## Passage for review
━━━━━━

If you're not delivering the results, that's why you're 100 percent accountable for results. No results, no performance, no bonus. But I also need that process that backs it up and makes it repeatable.
90 percent of what I'm going to consider also has to have, how do you take those results and develop a repeatable process to get there? It's an unabashed bias and focus on delivering results with the process to back it up and make it repeatable and reliable.
The other area is a very soft area, but I'd say it's very important, is having a mindset of "Yes, if." Anything is possible under the right conditions.
If the demand folks come to you and say, "Can we handle this giant spike in demand? Can we launch a product in a few months?" look at what the world is doing to develop COVID vaccines, which would have never been imagined before this pandemic, but now the pandemic is breaking down a lot of the old traditional barriers and rules.
If you have a mindset that no is an unacceptable answer and teach that mindset to your organization, everything is a yes, but it's a yes if. It's a conditional yes. The answer can be, "Yes, if we can accomplish the same the certain things."
In some cases, the if may literally be changing the laws of physics and time. In most cases, you'll say, "That's either not really possible," or, "It's way too expensive." But what it does is it opens the mind up to the possibilities and get you focused on the barriers that prevent you from getting there and eliminating those barriers.
Once you can do that with, especially with constituents that may be a little negative and they really respond negatively, that are no, the yes if, and then walking them through what the if conditions are, whether they're business viable, whether they're costly enough, whether they violate the laws of physics, actually engages them in the solution.
Brings them in with you, and pulls people together to align the objectives, and outcomes, and the purpose that you're after. It just opens your mind up to the possibilities. Always think in terms of yes if, and then eliminating those if barriers.
Roddy: My own interpretation of that is a tradeoff mentality. What are you going to tradeoff? If you want to achieve this, then what are we trading off as a consequence? Because blindly saying yes without understanding the tradeoffs and the implications, you're going to disappoint someone or you're going to kill yourself in the process.

━━━━━━

## Segmentation mask data
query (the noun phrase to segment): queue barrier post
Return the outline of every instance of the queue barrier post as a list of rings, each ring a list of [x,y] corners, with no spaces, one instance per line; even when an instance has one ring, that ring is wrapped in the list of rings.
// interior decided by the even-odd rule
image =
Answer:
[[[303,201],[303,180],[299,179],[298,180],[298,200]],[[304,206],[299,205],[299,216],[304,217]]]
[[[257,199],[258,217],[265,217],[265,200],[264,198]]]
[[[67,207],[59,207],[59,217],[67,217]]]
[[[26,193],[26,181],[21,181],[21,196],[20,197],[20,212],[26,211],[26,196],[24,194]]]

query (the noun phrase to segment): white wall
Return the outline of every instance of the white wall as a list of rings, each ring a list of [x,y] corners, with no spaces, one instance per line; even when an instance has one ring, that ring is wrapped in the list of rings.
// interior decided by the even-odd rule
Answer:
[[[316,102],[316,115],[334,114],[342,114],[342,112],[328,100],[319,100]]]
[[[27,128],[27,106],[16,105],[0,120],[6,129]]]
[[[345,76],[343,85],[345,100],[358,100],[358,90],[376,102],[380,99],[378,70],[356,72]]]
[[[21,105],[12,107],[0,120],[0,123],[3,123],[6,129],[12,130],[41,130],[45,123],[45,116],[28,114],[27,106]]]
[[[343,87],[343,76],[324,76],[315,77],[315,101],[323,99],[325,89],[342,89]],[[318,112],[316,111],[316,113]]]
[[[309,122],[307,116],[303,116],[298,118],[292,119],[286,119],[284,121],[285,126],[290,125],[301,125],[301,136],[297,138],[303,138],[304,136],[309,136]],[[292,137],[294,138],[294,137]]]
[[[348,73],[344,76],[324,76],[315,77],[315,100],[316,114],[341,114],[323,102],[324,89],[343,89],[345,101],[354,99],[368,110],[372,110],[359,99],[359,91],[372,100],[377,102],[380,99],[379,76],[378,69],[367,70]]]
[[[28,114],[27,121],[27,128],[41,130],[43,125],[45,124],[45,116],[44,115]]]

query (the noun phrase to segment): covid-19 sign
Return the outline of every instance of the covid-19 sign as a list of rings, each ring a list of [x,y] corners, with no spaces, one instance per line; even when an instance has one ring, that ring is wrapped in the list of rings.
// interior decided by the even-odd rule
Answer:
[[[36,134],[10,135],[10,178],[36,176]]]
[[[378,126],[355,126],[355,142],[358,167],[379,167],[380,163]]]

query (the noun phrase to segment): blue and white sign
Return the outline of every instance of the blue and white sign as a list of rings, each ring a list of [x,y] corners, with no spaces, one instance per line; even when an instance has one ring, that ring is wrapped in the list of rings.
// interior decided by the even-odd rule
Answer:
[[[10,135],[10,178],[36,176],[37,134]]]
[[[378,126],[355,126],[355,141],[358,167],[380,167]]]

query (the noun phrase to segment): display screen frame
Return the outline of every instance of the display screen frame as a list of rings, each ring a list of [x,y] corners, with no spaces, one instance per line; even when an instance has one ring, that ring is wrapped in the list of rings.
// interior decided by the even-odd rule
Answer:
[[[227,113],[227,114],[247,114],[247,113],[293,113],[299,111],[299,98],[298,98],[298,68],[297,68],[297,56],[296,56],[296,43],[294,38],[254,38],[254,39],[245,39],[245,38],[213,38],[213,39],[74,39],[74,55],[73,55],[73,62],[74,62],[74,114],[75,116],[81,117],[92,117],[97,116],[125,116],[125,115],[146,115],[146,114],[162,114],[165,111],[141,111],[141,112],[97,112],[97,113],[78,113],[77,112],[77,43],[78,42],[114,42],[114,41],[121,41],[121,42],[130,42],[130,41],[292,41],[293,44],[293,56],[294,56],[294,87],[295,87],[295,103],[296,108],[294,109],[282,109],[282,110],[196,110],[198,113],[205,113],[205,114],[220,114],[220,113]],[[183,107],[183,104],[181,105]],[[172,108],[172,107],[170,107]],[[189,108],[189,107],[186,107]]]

━━━━━━

## Problems and tasks
1 - Can you transcribe the stretch of the interview on the "yes, if" mindset from "Brings them in" through "those if barriers."?
2 - Would you pick up the interview on the "yes, if" mindset where it stops and carry it forward?

## Results by task
1 -
Brings them in with you, and pulls people together to align the objectives, and outcomes, and the purpose that you're after. It just opens your mind up to the possibilities. Always think in terms of yes if, and then eliminating those if barriers.

2 -
Mike: Excuse me, Roddy. I can't let you get into the last word without challenging you. Just make sure tradeoffs never means it's a negotiation because that'll dumb everything down.
Roddy: [laughs] To some extent, I agree. A negotiation is not a bad thing. If everybody's got data and they are making accurate decisions on accurate data, then the negotiation leads to a better result. When somebody has bad data and someone else has good data, then the negotiation doesn't go to a good place, right? That's the problem.
Mike: If people are making well‑informed decisions...
Mike: ...in the analytics to give you that information to make a well‑informed decision. Along with your experience, what I've learned is the best leaders don't wait for a perfect answer and all of the data.
The best leaders, their decisions are based on 30 percent on the data and 70 percent on their experience and gut feel because you need speed of action when you're going to be resilient and agile. You have to combine that experience with the data and the information to make well‑informed decisions.
Roddy: Mike, as always, it's always a pleasure talking to you. That's really sage advice. Certainly, this whole series of Thought Leadership, web‑recorded interviews, they're chapters of a book. I think that that's what changed.
Before, we would buy a book or a chapter from Holly and a chapter from Martin Christopher. Today, we do a series of webinars and in four hours, you can watch 10 recorded web interviews and you can learn a hell of a lot about supply chain, especially from people like you.
Mike, thanks for making the time. It's an absolute pleasure to have you on our series. Thank you once again.
Mike: Thank you, Roddy. It's always a blast.